- _Source text_:

Tasman included former Kiwi Simon Angell and were coached by Wayne McCann.

| Team | Pld | W | D | L | PF | PA | Pts |
|---|---|---|---|---|---|---|---|
| Tasman Orcas | 4 | 3 | 0 | 1 | 138 | 132 | 6 |
| Manawatu Mustangs | 4 | 2 | 0 | 2 | 150 | 128 | 4 |
| Hawkes Bay Unicorns | 4 | 1 | 0 | 3 | 134 | 162 | 2 |

===== Southern Zone =====
To celebrate the 150 years since the European settlement of Otago a combined Otago-Southland side played a New Zealand Army team and defeated them 54–6 in Dunedin. This was the first time a combined Otago-Southland team had played since 1984.

Otago defeated West Coast for the first time since 1927. Southland also recorded its first ever win over the Coast. The second West Coast v Otago match was canceled due to bad weather.

| Team | Pld | W | D | L | PF | PA | Pts |
|---|---|---|---|---|---|---|---|
| Otago 45er's | 3 | 3 | 0 | 0 | 106 | 60 | 6 |
| West Coast Chargers | 3 | 1 | 0 | 2 | 80 | 74 | 2 |
| Southland Rams | 4 | 1 | 0 | 3 | 76 | 138 | 2 |

===== Inter-Zonal playoffs =====
The Bay of Plenty were able to retain their spot in the first division by defeating Northland and Otago, both teams who were previously undefeated.

== Australian competitions ==

The Auckland Warriors competed in the National Rugby League competition. They finished 15th out of 20 teams and failed to make the playoffs.

The Auckland Warriors reserve team played in a series of matches against New Zealand Provincial sides, winning most of them by large margins.

== Club competitions ==

=== Auckland ===

The Glenora Bears defended their Fox Memorial title and also won the Rukutai Shield (minor premiership). Glenora defeated Mangere East 35–6 in the grand final. The Mangere East Hawks won the pre-season Roope Rooster trophy. Ten teams competed in the Super 10 first division.

The Bears were coached by Del Hughes and included Duane Mann, Cliff Beverley, Brian Jellick, Boycie Nelson, Steve Buckingham and Ben Lythe in their side. Mangere East were coached by Joe Gwynne and included Tama Hohaia, Dean Clark, Tukere Barlow, Anthony Seuseu, Des Maea and Esau Mann.

Fred Robarts from Te Atatu won the season's best and fairest award. Ben Lythe was the season's top point scorer with 324 points.

The Hibiscus Coast Raiders won the second division Regional Cup while Mount Albert won the Phelan Shield.

=== Wellington ===
The Upper Hutt Tigers defeated Petone 24–20 in the Wellington Grand Final, winning the Appleton Shield for the second consecutive year. Upper Hutt were also the minor premiers while Paremata won the Plate final.

Tino Brown from Marist Northern won the Colin O'Neil Trophy.

- _Source data_:
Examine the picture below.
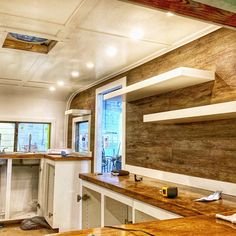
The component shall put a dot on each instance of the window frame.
(82, 119)
(27, 122)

- _Directions for this task_: According to the season summary above, why did a combined Otago-Southland side play a New Zealand Army team, and what was the result? Answer in one to three sentences.

- _Full output_: The combined Otago-Southland side played the New Zealand Army team to celebrate the 150 years since the European settlement of Otago. It won 54–6 in Dunedin, the first time a combined Otago-Southland team had played since 1984.